**Input material**.
───

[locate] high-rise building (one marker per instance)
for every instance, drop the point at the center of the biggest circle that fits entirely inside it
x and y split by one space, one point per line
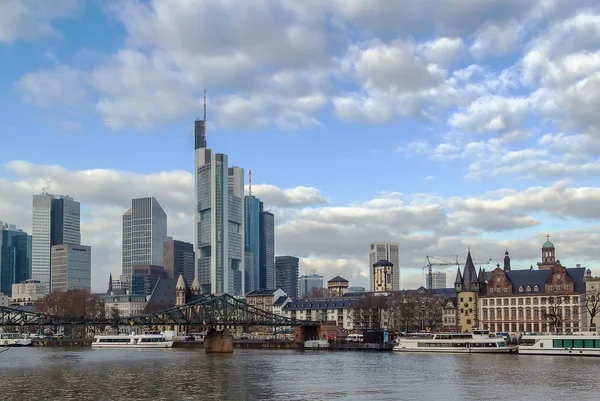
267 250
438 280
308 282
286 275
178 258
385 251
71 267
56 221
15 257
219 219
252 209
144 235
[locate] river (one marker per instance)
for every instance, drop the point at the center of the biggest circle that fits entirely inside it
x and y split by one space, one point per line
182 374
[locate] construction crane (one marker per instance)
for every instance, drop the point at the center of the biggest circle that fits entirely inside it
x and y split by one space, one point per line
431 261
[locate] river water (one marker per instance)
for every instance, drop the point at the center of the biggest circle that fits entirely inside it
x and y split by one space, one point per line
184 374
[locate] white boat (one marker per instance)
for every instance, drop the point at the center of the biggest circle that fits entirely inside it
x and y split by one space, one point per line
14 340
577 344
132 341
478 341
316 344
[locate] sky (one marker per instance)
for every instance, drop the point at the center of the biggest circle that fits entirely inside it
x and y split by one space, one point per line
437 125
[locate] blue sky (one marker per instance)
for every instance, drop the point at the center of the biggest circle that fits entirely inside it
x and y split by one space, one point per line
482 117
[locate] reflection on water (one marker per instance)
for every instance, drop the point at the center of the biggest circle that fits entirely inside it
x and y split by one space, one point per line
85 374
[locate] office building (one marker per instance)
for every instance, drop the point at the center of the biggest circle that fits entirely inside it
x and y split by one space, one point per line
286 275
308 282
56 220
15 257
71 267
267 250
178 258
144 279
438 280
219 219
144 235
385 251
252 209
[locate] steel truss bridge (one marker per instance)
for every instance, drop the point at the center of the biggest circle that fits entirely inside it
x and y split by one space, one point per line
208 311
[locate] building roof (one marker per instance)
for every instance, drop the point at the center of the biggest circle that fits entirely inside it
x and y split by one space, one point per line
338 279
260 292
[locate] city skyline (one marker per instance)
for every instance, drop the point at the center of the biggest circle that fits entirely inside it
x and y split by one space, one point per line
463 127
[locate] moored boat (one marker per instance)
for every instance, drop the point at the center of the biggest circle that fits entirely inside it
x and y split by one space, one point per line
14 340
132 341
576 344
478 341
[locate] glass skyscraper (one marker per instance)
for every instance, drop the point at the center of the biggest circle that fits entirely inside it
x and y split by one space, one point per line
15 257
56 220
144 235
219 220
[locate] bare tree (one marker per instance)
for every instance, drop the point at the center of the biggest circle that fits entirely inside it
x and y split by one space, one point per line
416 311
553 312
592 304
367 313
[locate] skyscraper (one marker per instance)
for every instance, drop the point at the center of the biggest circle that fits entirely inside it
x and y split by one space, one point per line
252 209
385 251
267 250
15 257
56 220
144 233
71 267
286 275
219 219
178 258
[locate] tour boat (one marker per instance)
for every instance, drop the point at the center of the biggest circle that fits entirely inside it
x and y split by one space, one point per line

───

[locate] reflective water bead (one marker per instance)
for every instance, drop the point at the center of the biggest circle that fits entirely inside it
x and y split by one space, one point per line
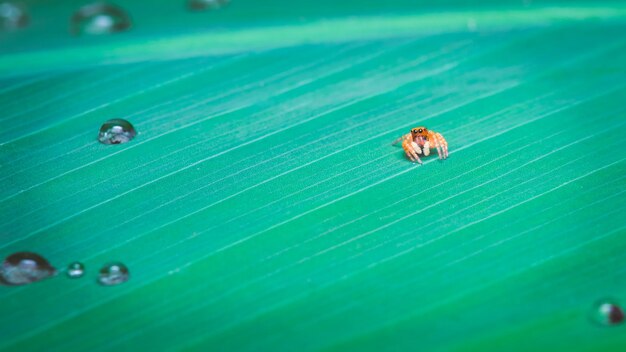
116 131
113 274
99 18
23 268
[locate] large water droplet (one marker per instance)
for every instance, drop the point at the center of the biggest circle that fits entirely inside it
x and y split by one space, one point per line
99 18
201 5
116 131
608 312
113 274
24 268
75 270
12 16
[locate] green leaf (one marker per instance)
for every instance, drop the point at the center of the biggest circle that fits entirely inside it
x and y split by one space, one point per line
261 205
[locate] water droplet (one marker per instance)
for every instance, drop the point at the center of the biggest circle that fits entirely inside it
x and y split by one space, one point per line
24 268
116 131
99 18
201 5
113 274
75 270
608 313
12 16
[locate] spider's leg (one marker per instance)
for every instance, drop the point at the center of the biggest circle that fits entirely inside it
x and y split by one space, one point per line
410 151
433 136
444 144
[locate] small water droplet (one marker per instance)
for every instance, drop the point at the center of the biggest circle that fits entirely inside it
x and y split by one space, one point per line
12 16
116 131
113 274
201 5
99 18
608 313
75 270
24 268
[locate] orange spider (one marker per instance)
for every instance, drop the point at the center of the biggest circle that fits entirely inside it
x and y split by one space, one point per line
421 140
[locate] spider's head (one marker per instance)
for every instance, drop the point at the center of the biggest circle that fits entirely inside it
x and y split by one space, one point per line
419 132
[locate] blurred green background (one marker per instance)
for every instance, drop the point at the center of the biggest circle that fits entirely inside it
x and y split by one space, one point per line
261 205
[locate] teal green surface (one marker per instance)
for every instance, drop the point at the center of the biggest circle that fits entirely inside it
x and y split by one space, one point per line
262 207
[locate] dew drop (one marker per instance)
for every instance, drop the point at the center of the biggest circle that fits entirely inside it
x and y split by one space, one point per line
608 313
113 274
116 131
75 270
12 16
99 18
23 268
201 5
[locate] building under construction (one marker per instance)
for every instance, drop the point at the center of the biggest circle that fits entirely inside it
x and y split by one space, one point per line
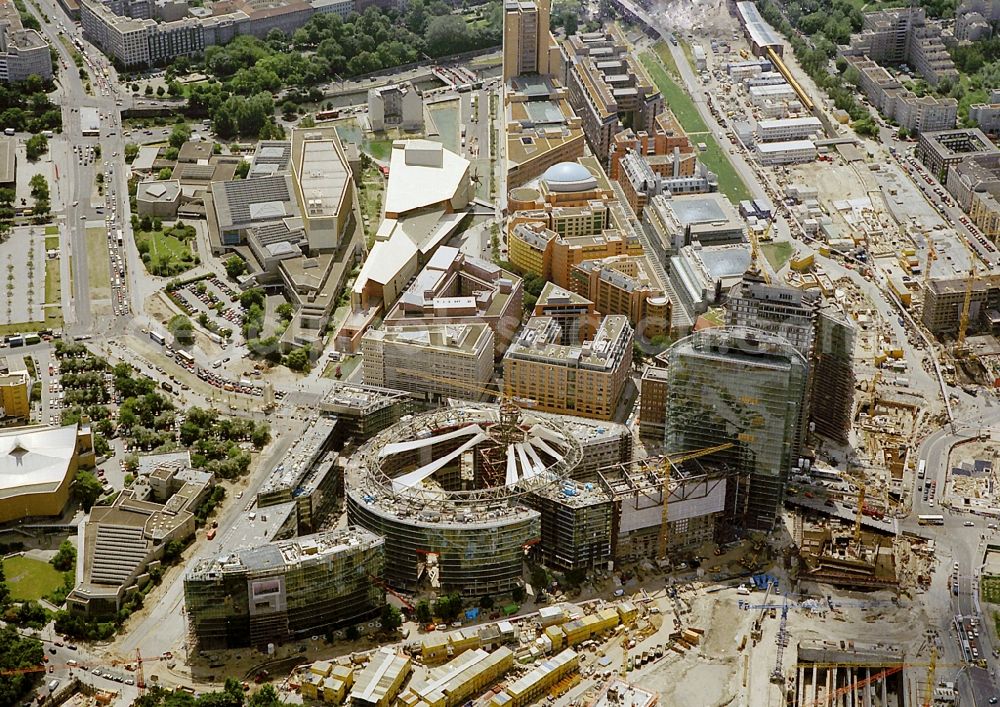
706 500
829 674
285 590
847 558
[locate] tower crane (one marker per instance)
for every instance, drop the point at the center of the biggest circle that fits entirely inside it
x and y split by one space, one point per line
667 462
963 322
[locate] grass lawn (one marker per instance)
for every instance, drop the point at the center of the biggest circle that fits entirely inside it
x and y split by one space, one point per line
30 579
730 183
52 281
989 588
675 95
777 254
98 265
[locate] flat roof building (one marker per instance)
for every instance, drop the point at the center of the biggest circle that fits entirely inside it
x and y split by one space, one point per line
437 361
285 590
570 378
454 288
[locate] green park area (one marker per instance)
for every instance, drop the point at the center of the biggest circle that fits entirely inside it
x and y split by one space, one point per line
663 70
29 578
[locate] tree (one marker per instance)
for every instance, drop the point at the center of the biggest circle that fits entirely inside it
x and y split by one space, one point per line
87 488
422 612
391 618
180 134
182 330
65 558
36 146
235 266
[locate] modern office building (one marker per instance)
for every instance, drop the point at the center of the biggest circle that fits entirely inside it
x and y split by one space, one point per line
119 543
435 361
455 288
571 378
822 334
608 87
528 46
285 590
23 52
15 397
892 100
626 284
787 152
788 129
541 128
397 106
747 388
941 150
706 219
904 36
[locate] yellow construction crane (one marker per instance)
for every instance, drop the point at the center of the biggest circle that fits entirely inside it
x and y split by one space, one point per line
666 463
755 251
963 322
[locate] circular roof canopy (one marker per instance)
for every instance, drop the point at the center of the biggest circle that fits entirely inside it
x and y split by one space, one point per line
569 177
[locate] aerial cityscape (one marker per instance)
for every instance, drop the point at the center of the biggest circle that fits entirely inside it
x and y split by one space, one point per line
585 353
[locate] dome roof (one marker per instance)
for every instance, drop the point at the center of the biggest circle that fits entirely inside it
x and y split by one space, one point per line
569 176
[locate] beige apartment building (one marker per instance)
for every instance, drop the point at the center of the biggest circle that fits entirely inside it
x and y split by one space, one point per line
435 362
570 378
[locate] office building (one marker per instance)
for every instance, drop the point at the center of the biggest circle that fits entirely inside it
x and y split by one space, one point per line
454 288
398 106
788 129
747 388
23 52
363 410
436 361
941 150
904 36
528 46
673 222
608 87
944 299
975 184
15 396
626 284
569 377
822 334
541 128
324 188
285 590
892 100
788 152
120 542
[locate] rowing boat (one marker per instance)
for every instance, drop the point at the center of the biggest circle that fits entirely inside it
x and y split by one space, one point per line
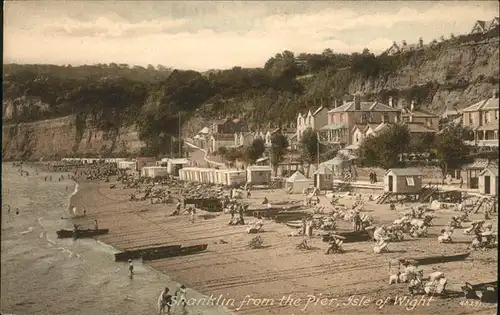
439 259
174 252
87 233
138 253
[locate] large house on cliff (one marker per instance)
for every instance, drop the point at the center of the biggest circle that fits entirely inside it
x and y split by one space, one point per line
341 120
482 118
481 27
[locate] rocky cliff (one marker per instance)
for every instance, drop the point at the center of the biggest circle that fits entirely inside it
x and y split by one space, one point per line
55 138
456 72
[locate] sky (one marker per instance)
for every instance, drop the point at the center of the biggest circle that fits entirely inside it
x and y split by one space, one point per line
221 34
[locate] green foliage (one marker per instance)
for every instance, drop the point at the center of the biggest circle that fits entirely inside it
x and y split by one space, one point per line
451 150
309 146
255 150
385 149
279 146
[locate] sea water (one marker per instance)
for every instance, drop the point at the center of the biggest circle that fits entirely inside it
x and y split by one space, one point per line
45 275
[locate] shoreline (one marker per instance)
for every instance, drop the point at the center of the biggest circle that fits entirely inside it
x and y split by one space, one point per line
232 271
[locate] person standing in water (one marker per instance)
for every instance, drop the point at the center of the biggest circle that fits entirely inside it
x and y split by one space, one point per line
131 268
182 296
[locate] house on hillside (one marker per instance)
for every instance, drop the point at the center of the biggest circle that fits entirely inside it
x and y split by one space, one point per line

───

**Assignment**. Please, from the entries above, set down exactly the lines from the one containing "[locate] small water" through the one containing "[locate] blurred green", and only those.

**Result for this exercise**.
[locate] small water droplet (one marker per instance)
for every instance, drop the point at the center of the biggest circle that fits entirely inside it
x and y split by one space, one point per line
12 16
116 131
113 274
201 5
99 18
608 313
75 270
24 268
[locate] orange spider (one marker per instance)
for every instance, drop the point at the center of the biggest circle that fits entirely inside it
x and y split by one space, one point per line
421 140
[locate] spider's head (one marker per instance)
for every instance, drop the point at the center of the biggest circle that fits entirely inside it
x and y split by one space, one point per line
419 132
[locate] blurred green background (one marker per instance)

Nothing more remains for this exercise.